▸ SET EXERCISE
Copy out the entries below word for word, beginning with the line that contains "According to the caption, the wooden beam" and ending with the line that contains "[539,59,600,92]", both lines included.

▸ MATERIALS PROVIDED
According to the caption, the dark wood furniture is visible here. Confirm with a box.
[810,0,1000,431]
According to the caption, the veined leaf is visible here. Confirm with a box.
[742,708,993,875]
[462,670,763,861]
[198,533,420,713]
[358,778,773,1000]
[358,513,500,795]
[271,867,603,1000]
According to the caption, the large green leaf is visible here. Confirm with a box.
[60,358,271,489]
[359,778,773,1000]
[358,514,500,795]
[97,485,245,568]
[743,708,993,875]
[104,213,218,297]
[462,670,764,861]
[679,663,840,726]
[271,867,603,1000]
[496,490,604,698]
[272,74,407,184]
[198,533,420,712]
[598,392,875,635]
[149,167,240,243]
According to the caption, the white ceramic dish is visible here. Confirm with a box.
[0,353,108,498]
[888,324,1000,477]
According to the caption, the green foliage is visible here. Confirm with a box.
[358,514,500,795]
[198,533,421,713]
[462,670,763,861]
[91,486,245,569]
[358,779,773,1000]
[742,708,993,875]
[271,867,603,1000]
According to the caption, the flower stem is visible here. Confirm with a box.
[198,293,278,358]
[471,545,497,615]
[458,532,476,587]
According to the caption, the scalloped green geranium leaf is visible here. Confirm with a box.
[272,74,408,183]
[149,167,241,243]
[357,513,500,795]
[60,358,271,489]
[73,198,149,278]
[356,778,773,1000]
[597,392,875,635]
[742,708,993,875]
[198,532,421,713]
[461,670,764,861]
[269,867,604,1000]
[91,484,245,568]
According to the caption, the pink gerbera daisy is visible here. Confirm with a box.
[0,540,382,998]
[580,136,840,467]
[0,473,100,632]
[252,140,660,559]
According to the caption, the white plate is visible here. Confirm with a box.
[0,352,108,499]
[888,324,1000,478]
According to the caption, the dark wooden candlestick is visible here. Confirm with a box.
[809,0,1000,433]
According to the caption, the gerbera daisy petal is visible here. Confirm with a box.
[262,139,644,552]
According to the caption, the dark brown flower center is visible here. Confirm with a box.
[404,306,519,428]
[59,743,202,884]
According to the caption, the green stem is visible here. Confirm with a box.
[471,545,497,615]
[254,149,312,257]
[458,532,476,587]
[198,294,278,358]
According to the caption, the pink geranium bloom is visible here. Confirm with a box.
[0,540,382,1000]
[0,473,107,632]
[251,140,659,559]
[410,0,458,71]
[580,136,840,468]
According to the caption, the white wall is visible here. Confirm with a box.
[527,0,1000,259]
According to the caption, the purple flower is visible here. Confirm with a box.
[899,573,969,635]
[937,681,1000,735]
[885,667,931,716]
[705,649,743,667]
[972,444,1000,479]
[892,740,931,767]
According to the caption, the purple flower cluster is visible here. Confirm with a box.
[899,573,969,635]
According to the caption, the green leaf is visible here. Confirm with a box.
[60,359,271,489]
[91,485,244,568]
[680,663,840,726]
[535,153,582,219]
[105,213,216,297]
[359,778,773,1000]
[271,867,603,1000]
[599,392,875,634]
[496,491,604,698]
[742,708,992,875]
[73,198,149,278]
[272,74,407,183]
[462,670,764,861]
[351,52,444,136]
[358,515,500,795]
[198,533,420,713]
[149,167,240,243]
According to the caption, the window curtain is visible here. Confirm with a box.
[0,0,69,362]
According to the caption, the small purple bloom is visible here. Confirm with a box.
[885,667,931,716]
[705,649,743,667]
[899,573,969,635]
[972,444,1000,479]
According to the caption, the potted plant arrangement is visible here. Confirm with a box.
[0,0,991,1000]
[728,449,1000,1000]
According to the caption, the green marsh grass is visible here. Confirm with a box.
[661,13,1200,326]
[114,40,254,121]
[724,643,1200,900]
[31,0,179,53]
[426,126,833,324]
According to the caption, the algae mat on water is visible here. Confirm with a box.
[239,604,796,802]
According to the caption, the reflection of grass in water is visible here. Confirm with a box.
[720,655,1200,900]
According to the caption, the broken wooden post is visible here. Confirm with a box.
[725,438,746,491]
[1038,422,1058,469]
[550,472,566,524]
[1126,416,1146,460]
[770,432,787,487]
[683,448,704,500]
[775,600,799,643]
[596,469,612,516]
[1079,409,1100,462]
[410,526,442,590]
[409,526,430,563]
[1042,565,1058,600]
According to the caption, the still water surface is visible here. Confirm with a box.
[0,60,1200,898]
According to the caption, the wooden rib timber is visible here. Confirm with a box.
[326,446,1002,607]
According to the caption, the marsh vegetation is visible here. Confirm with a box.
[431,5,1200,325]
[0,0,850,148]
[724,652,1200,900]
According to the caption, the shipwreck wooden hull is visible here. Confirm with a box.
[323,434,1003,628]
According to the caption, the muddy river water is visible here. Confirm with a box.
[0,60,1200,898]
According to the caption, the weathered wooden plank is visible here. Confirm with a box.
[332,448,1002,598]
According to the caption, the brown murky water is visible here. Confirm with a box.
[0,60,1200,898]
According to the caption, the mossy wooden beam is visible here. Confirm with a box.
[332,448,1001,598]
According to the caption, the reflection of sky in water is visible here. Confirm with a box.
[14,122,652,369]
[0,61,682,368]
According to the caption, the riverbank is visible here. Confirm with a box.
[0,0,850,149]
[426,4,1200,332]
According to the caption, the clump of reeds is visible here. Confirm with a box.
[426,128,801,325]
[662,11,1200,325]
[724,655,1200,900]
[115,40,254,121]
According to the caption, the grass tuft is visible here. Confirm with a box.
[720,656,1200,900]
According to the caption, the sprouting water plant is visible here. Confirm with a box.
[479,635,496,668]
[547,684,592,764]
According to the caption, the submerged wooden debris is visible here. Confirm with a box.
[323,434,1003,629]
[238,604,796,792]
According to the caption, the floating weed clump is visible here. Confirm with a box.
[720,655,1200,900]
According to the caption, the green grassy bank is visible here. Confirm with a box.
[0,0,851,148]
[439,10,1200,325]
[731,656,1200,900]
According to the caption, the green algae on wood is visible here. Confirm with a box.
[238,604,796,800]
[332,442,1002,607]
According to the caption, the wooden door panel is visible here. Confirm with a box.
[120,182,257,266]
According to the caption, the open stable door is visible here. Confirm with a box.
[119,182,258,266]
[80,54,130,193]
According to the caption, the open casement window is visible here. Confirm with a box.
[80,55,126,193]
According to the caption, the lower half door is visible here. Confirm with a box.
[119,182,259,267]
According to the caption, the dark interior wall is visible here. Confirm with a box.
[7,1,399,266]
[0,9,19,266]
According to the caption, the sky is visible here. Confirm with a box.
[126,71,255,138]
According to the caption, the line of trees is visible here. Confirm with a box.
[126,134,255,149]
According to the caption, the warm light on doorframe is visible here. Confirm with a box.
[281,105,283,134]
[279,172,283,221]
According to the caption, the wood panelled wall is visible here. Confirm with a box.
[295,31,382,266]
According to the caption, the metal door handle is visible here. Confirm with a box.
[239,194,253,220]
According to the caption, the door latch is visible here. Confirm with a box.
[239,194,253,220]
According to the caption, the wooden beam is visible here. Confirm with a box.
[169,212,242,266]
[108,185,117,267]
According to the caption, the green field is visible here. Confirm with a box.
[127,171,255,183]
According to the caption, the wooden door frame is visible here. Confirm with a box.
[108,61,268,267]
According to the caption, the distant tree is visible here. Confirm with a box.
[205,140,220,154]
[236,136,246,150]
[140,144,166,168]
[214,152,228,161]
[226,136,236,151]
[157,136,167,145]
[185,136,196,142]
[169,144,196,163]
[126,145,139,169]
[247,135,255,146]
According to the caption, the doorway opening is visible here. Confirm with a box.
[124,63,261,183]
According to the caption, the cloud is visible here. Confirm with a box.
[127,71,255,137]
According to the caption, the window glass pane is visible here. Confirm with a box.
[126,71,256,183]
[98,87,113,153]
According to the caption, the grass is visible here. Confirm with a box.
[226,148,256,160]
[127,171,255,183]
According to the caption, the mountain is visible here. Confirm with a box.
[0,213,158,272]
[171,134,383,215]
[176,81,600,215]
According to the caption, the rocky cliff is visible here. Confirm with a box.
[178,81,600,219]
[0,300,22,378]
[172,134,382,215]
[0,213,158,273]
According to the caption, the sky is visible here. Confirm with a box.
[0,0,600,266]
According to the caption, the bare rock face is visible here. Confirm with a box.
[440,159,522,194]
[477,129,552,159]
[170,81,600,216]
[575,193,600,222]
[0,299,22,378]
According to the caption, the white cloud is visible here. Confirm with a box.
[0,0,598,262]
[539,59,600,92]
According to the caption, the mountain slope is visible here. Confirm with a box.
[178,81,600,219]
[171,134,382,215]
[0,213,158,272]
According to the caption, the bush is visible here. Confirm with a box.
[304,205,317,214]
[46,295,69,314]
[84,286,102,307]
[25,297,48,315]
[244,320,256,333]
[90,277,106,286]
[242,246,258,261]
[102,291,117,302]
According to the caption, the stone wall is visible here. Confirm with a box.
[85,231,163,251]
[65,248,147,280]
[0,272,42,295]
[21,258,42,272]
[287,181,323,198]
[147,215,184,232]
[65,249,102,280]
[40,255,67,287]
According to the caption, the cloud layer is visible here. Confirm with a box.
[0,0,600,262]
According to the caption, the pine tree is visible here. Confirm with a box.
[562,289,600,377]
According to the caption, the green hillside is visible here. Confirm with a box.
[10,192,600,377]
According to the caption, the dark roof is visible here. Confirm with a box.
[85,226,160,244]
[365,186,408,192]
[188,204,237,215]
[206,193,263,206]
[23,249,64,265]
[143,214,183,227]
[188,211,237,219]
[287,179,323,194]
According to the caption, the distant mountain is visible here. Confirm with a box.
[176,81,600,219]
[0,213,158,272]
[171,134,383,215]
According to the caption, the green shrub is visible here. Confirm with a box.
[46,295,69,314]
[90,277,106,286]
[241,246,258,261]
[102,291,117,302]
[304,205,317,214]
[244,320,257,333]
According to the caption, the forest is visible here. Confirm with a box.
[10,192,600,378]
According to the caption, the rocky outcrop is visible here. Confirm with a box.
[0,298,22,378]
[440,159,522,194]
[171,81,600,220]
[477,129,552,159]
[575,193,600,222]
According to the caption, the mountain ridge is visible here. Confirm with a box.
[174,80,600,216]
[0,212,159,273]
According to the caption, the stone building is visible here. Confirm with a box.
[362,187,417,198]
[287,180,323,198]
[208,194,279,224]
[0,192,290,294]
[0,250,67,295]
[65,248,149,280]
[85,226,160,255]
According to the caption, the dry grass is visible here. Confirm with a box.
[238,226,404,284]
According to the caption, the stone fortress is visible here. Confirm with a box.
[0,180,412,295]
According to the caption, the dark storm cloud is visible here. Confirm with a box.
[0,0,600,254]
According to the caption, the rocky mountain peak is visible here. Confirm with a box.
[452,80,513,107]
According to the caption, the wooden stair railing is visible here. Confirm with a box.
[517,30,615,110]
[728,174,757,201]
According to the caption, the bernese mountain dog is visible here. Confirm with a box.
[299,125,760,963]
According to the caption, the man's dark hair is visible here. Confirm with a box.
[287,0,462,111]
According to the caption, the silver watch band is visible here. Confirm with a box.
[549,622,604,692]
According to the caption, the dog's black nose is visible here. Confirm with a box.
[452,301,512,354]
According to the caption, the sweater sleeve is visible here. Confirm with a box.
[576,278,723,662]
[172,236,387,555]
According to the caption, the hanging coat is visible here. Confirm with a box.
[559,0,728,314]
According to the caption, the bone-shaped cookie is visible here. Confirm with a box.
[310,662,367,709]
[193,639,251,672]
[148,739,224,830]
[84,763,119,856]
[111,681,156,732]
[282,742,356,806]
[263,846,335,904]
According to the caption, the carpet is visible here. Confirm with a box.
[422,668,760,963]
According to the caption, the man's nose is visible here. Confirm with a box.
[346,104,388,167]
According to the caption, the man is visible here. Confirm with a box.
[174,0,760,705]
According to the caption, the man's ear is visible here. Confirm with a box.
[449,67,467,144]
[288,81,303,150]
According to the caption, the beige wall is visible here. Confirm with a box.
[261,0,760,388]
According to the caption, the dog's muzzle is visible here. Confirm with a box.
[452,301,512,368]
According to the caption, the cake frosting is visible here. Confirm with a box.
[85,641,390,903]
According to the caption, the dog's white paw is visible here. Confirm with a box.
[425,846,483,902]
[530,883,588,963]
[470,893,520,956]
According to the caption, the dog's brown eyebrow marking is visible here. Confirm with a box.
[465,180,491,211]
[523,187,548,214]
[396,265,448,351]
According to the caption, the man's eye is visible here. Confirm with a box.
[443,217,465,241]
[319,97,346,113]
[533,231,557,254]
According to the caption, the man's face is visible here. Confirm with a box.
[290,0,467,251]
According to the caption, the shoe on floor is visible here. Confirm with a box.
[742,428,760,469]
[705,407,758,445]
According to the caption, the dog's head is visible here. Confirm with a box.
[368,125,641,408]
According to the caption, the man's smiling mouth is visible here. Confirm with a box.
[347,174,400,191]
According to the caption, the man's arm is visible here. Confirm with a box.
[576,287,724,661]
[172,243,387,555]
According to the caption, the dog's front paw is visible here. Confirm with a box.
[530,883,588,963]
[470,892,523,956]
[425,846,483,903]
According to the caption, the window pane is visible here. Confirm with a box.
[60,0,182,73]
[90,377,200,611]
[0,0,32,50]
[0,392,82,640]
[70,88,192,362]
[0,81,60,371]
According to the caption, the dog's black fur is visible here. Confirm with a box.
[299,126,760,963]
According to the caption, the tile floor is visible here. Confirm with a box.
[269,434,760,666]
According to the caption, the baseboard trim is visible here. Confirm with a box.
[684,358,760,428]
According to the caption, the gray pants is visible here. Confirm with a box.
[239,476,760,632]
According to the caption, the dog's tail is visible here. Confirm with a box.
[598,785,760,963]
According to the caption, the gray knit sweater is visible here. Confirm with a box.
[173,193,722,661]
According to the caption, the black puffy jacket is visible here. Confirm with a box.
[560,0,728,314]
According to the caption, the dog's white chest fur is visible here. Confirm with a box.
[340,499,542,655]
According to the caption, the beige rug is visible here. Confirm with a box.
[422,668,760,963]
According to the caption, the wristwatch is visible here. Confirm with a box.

▸ RESULT OF THIS TASK
According to the caption, the wooden beam is visible here. Confirm with a box.
[169,212,242,266]
[108,185,117,267]
According to the caption, the green field is visible here. Confirm with a box.
[127,171,255,183]
According to the caption, the wooden door frame is visible here. Confirm with a box.
[108,61,268,267]
According to the caption, the distant tree is visible here. Confirm with a box.
[205,140,220,154]
[236,136,246,150]
[140,144,166,168]
[214,152,228,161]
[226,136,236,151]
[157,136,167,145]
[185,136,196,142]
[169,144,196,163]
[126,145,139,169]
[247,135,255,146]
According to the caption, the doorway opening is visible here. Confirm with a box.
[124,63,261,183]
According to the caption, the cloud is visible here. Confirm with a box.
[127,71,255,137]
According to the caption, the window glass pane is visible here. Confirm with a box.
[126,71,256,183]
[98,87,113,153]
According to the caption, the grass is visible here. Confirm with a box.
[226,148,256,160]
[127,171,255,183]
According to the caption, the mountain is visible here. Confirm with a box.
[0,213,158,272]
[171,134,383,215]
[176,81,600,215]
According to the caption, the rocky cliff is visible here. Confirm with a box.
[178,81,600,219]
[0,300,22,378]
[172,134,382,215]
[0,213,158,273]
According to the caption, the sky is visible here. Confirm with a box.
[0,0,600,266]
According to the caption, the bare rock face is visible here. Confirm with a box.
[440,159,522,194]
[477,129,552,159]
[170,81,600,216]
[575,193,600,222]
[0,299,22,378]
According to the caption, the white cloud is visible here. Confirm with a box.
[0,0,598,262]
[539,59,600,92]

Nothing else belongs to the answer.